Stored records
* * *
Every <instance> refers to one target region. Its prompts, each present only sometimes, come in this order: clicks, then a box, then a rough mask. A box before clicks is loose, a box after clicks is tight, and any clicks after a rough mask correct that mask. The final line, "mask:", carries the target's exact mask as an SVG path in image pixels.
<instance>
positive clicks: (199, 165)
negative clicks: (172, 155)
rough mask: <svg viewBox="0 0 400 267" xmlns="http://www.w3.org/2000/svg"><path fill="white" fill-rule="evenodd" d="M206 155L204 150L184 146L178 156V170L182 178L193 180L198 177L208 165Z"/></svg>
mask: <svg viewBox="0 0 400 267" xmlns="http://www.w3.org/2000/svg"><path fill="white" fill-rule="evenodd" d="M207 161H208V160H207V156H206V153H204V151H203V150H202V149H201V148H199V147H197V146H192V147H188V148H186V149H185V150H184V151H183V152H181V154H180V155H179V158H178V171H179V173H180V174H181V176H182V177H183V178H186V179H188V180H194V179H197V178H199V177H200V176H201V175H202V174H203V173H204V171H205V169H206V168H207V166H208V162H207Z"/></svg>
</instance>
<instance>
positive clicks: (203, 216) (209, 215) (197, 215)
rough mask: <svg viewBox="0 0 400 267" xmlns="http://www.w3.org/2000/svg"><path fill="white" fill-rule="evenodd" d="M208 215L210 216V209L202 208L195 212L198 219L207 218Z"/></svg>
* * *
▸ Task goal: Turn the lines of the rows, from the line with "</instance>" up to and including the last line of the rows, into a Markdown table with the columns n and Line. Put a running number in n and the line in Line, and leave out any blank lines.

▸ Expected answer:
| n | Line |
|---|---|
| 1 | </instance> |
| 2 | <instance> |
| 3 | positive clicks: (203, 216) (209, 215) (197, 215) |
| 4 | rough mask: <svg viewBox="0 0 400 267" xmlns="http://www.w3.org/2000/svg"><path fill="white" fill-rule="evenodd" d="M208 215L210 216V209L202 208L195 212L198 219L207 218Z"/></svg> |